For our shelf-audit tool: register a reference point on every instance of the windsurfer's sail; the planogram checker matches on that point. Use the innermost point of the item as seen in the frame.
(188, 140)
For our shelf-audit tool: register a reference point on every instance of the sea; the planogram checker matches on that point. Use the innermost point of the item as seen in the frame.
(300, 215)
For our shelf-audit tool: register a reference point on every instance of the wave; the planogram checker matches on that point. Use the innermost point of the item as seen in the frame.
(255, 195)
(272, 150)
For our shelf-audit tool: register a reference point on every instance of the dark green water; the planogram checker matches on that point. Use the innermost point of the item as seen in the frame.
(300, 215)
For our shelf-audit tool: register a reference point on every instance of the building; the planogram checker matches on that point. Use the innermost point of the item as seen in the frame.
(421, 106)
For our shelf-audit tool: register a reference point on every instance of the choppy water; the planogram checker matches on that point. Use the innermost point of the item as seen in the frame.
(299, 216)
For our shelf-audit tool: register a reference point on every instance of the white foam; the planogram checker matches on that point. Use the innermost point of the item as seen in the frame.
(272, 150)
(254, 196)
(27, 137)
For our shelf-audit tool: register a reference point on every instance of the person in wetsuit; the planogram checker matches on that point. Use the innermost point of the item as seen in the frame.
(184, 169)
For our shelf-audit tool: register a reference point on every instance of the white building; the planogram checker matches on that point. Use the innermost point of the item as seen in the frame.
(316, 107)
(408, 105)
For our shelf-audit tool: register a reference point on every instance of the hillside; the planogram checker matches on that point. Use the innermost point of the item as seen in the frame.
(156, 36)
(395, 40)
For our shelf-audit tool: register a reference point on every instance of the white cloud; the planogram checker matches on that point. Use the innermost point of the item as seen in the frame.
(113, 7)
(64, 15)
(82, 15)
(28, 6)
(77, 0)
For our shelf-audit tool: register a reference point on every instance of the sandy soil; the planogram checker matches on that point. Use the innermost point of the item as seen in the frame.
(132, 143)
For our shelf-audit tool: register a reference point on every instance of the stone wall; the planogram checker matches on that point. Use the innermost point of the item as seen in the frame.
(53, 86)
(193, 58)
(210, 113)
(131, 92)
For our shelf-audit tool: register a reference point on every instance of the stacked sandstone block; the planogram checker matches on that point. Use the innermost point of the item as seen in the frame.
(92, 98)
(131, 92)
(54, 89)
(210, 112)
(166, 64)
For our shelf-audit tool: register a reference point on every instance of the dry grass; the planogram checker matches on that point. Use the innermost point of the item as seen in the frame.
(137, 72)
****
• [What to do] Rewrite the part of the data that runs from the line containing "of the stone" through the end of the data, changing "dry grass" to "dead grass" and leaving everything else the same.

• [Correct output]
For our shelf-audit tool: register a reference point on every instance of the stone wall; the planogram checker matches on that point. Use the innermost point of the item as seen in the frame.
(53, 86)
(193, 58)
(210, 113)
(131, 92)
For our shelf-audit tool: register a reference point on every instance of the stacked sandstone block; the planogram checker matches on that point. Use the innermost point of the item as seen in the frame.
(92, 98)
(131, 92)
(54, 89)
(210, 112)
(166, 64)
For our shelf-audit tool: register a reference point on every instance of the dead grass; the planogram checker matches on that point. Use the innermost point of the item as seen in the frame.
(137, 72)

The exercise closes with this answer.